_DIRECTIONS_
In the answer, each entry below appears exactly as given, and no picture appears at all.

━━ LISTED ENTRIES

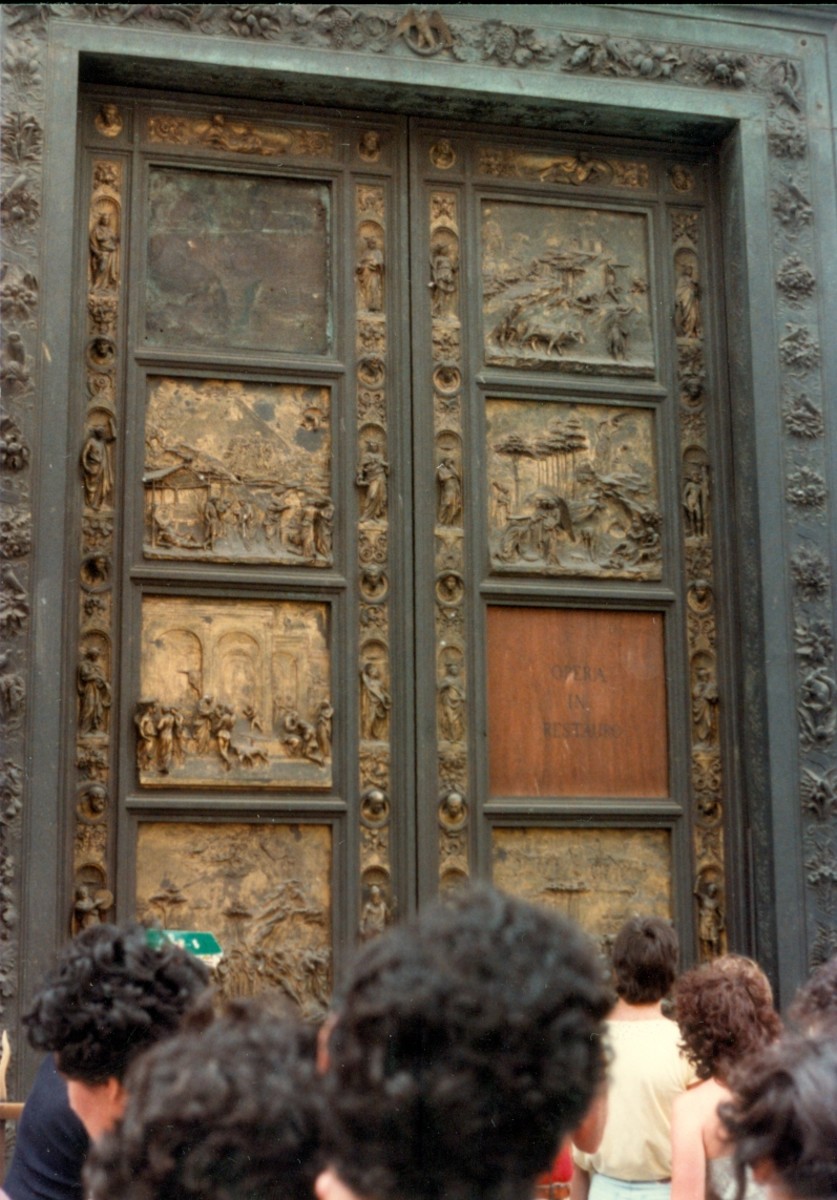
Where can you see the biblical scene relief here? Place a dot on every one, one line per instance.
(238, 262)
(264, 892)
(234, 693)
(600, 877)
(574, 492)
(566, 287)
(238, 472)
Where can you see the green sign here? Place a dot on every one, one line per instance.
(200, 943)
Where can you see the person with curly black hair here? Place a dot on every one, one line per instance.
(782, 1119)
(724, 1011)
(464, 1047)
(229, 1111)
(114, 991)
(646, 1072)
(814, 1005)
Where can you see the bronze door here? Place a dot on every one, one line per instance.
(565, 532)
(396, 552)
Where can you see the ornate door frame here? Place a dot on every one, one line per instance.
(715, 83)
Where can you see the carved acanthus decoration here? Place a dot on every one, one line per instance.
(792, 207)
(795, 280)
(222, 132)
(425, 33)
(806, 489)
(811, 573)
(804, 418)
(577, 169)
(798, 348)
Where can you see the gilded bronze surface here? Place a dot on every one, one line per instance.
(600, 877)
(234, 693)
(220, 131)
(263, 889)
(579, 169)
(572, 490)
(238, 472)
(238, 262)
(696, 509)
(567, 288)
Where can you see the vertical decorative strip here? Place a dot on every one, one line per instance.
(372, 480)
(700, 616)
(92, 895)
(20, 208)
(451, 673)
(806, 493)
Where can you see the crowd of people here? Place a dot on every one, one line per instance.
(473, 1053)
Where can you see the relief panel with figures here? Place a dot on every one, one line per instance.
(596, 876)
(265, 891)
(238, 262)
(572, 490)
(566, 288)
(238, 472)
(234, 693)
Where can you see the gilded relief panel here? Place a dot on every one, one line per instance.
(263, 889)
(566, 288)
(234, 694)
(238, 262)
(238, 472)
(572, 490)
(596, 876)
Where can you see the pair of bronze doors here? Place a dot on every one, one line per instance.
(396, 553)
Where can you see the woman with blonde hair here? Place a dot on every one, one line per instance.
(726, 1013)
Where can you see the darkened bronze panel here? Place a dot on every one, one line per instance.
(263, 889)
(238, 262)
(238, 472)
(572, 490)
(596, 876)
(234, 693)
(566, 287)
(576, 703)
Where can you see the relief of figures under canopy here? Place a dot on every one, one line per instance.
(238, 472)
(234, 694)
(574, 492)
(566, 288)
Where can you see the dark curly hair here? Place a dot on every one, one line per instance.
(467, 1043)
(784, 1111)
(644, 960)
(110, 995)
(724, 1011)
(816, 1003)
(232, 1111)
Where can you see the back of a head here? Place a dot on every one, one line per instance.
(783, 1116)
(724, 1011)
(465, 1044)
(112, 995)
(226, 1113)
(644, 960)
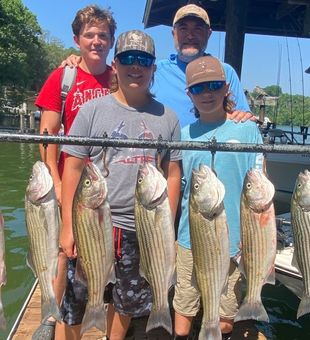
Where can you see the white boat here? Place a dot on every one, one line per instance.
(283, 168)
(286, 273)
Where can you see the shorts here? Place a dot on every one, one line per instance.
(130, 295)
(187, 298)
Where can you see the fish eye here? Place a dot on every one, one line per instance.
(87, 182)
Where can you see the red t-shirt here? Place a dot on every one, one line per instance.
(85, 88)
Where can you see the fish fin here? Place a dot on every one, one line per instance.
(50, 308)
(252, 311)
(111, 276)
(29, 263)
(294, 262)
(241, 266)
(95, 316)
(79, 273)
(304, 306)
(160, 318)
(2, 317)
(271, 279)
(173, 281)
(194, 280)
(142, 274)
(210, 331)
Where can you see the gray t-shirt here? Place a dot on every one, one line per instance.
(106, 114)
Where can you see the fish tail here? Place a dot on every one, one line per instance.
(210, 331)
(304, 306)
(50, 308)
(95, 316)
(2, 319)
(252, 310)
(160, 318)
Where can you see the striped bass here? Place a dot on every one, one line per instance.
(93, 234)
(156, 238)
(259, 242)
(43, 225)
(300, 218)
(2, 270)
(210, 246)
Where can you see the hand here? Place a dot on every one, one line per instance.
(72, 61)
(66, 242)
(241, 116)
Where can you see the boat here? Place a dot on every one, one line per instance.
(285, 270)
(293, 164)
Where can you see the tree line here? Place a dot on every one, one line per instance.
(289, 110)
(28, 55)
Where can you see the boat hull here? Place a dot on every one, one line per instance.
(283, 170)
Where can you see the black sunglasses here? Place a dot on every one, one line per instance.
(210, 85)
(140, 59)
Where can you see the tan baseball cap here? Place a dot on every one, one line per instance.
(191, 11)
(204, 69)
(134, 40)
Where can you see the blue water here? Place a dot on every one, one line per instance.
(16, 161)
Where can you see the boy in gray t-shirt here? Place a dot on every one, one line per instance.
(129, 112)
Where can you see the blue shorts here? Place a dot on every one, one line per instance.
(130, 295)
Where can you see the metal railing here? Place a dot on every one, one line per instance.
(159, 143)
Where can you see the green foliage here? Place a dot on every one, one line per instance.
(290, 110)
(273, 90)
(27, 56)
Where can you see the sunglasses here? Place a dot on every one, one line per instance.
(141, 60)
(209, 85)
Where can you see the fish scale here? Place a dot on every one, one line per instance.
(155, 234)
(43, 224)
(92, 229)
(210, 246)
(300, 218)
(258, 240)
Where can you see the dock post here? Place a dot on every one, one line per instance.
(21, 121)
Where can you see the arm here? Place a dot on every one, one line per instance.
(72, 61)
(70, 180)
(172, 172)
(50, 120)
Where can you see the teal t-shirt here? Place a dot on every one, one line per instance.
(230, 167)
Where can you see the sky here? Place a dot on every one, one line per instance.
(267, 60)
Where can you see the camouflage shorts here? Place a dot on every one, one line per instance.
(130, 295)
(75, 297)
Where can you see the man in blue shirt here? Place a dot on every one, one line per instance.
(191, 32)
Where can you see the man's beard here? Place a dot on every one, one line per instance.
(189, 54)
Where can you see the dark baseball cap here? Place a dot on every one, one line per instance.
(134, 40)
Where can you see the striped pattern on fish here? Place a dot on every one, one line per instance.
(210, 246)
(259, 241)
(300, 218)
(43, 225)
(92, 227)
(156, 238)
(2, 270)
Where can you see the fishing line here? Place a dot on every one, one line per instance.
(302, 84)
(290, 83)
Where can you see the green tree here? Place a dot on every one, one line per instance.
(273, 90)
(19, 44)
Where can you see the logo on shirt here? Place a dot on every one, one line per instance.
(131, 155)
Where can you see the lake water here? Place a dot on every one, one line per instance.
(16, 161)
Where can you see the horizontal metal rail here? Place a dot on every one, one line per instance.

━━━━

_RESPONSE AREA_
Where can you see the biblical scene relief here? Place a dot on every one, one line per instance.
(238, 262)
(264, 892)
(234, 693)
(600, 877)
(574, 492)
(566, 287)
(238, 472)
Where can you see the green sign here? Place a dot on every one, one line per instance.
(200, 943)
Where can you see the person with curly black hair here? Place a dot on every one, one line per instance.
(782, 1119)
(724, 1011)
(464, 1047)
(229, 1111)
(114, 991)
(646, 1072)
(814, 1005)
Where can you see the bronze door here? Place a dot on every one, one line per instance.
(565, 532)
(396, 552)
Where can you see the ornate door frame here? Place a dot on every one, one line per instance.
(715, 83)
Where can you see the carved acanthus decoration here? Place a dot on every one, one line per instance.
(792, 207)
(795, 280)
(222, 132)
(425, 33)
(806, 489)
(811, 573)
(804, 418)
(577, 169)
(798, 348)
Where can you see the gilded bronze surface here? Place a dot on every one, one line per instance.
(600, 877)
(234, 693)
(220, 131)
(263, 889)
(579, 169)
(572, 490)
(238, 472)
(238, 262)
(696, 509)
(567, 288)
Where can you see the vertical decorative strip here? Place a dot on every one, one line per instance.
(372, 480)
(700, 616)
(92, 895)
(20, 208)
(451, 673)
(806, 493)
Where can you see the crowd of people here? Place a dot on every one, one line per instance.
(473, 1053)
Where can you see the relief panel with figures here? Place a dot on every one, one line per instance.
(596, 876)
(265, 891)
(238, 262)
(572, 490)
(566, 288)
(238, 472)
(234, 693)
Where can you see the gilded relief panel here? Place a dot on every one, one line per instance.
(263, 889)
(566, 288)
(234, 694)
(238, 262)
(238, 472)
(572, 490)
(596, 876)
Where can you see the pair of bronze doors here? Place a dot on every one, one line per instance.
(396, 553)
Where can you see the woman with blonde hair here? Place a dot on every one, one line per instance.
(726, 1013)
Where can you see the darkened bronze panel here? Place a dot on every one, one line per instance.
(263, 889)
(238, 262)
(238, 472)
(572, 490)
(596, 876)
(234, 693)
(566, 287)
(576, 703)
Where can you see the relief of figures under canopy here? Place a dot on every one, one line per instance.
(238, 472)
(234, 694)
(574, 492)
(566, 288)
Where can you see the dark curly hair here? Place a dot on every one, one line per instance.
(467, 1043)
(784, 1111)
(644, 960)
(110, 995)
(724, 1011)
(816, 1003)
(232, 1111)
Where can you see the back of a head here? Place a dot on every one, one line per instance.
(783, 1116)
(724, 1011)
(465, 1044)
(112, 995)
(226, 1113)
(644, 960)
Where can you see the white boat here? Place a dot on every one, one line per instance.
(283, 168)
(286, 273)
Where can you see the shorts here? Place a dot on every one, one line per instance.
(130, 295)
(187, 298)
Where can you see the fish eye here? Place a dot on every one, one line per instance.
(87, 182)
Where can you see the red t-shirt here? Place a dot on every one, one line per instance.
(85, 88)
Where can you see the fish fin here? Place a dot on every one, one line per instance.
(50, 308)
(252, 311)
(111, 276)
(29, 263)
(294, 262)
(241, 266)
(95, 316)
(79, 273)
(304, 306)
(160, 318)
(2, 317)
(271, 279)
(173, 281)
(194, 280)
(142, 274)
(210, 331)
Where can you see the gray t-shirt here? Place a dot on every one, one line per instance.
(106, 114)
Where can you see the fish tail here? Place a dot on every one, one line per instance.
(210, 331)
(304, 306)
(50, 308)
(95, 316)
(2, 319)
(252, 310)
(160, 318)
Where can you see the striped bass here? Place a dot on every one, one line per instance.
(93, 234)
(156, 238)
(259, 242)
(43, 225)
(300, 218)
(2, 270)
(210, 246)
Where can you see the hand here? Place a dot on every one, one line per instance.
(72, 61)
(66, 242)
(241, 116)
Where can you see the boat here? Place a dot on every one, one line per instance.
(285, 270)
(293, 164)
Where can you see the tree line here? Place a dot on every one, one line per instance.
(289, 110)
(28, 55)
Where can you see the boat hull here? Place a dot on every one, one line per instance.
(283, 170)
Where can you see the black sunglasses here? Place a dot on every one, one line per instance.
(210, 85)
(140, 59)
Where can you see the tan baseball cap here? Place a dot on every one, one line per instance.
(191, 11)
(204, 69)
(134, 40)
Where can you see the blue water here? Place a dot on every one, one line per instance.
(16, 161)
Where can you see the boy in gray t-shirt here? Place a dot on every one, one line per instance.
(129, 112)
Where can you see the blue shorts here? Place a dot on every one, one line per instance.
(130, 295)
Where can you see the metal railing here? Place a dot on every one, one line per instance.
(159, 143)
Where can you see the green foliage here? Place a dot on every one, one line per instance.
(290, 110)
(273, 90)
(27, 56)
Where can you see the sunglasses here? Place a dot on every one, one line per instance.
(141, 60)
(209, 85)
Where can you see the fish scale here? Place a dot on every one, one line per instance.
(155, 234)
(43, 224)
(92, 229)
(210, 246)
(300, 218)
(258, 240)
Where can you see the dock post here? Place a dot on every one, one line per instance.
(21, 121)
Where can you see the arm here? Place a dot on every one, one line per instance.
(72, 61)
(70, 180)
(172, 172)
(50, 120)
Where can you see the teal t-shirt here? Place a dot on every one, one line per instance.
(230, 167)
Where can you see the sky here? Place a dot on every one, one line per instance.
(267, 60)
Where can you see the camouflage shorts here? Place a dot on every one, one line per instance.
(130, 295)
(75, 297)
Where can you see the man in blue shirt here? Place a dot on every one, one line per instance.
(191, 32)
Where can you see the man's beard here? Place a dot on every one, one line per instance.
(189, 54)
Where can you see the dark baseball cap here? Place a dot on every one, one line per instance.
(134, 40)
Where can you see the striped pattern on fish here? Place a dot on every one, one line per instance.
(210, 246)
(259, 241)
(300, 218)
(43, 225)
(92, 227)
(156, 238)
(2, 270)
Where can you see the fishing line here? Place a dot on every one, one line per instance.
(302, 84)
(290, 83)
Where can you see the green tree here? Place a dot on every one, one line per instance.
(273, 90)
(19, 44)
Where can you see the logo on shirt here? Place a dot on every one, one line per instance.
(131, 155)
Where can you see the lake water here? Place a dot on every one, one line per instance.
(16, 161)
Where can you see the horizontal metal rail here? Place a dot on every one, one line per instance.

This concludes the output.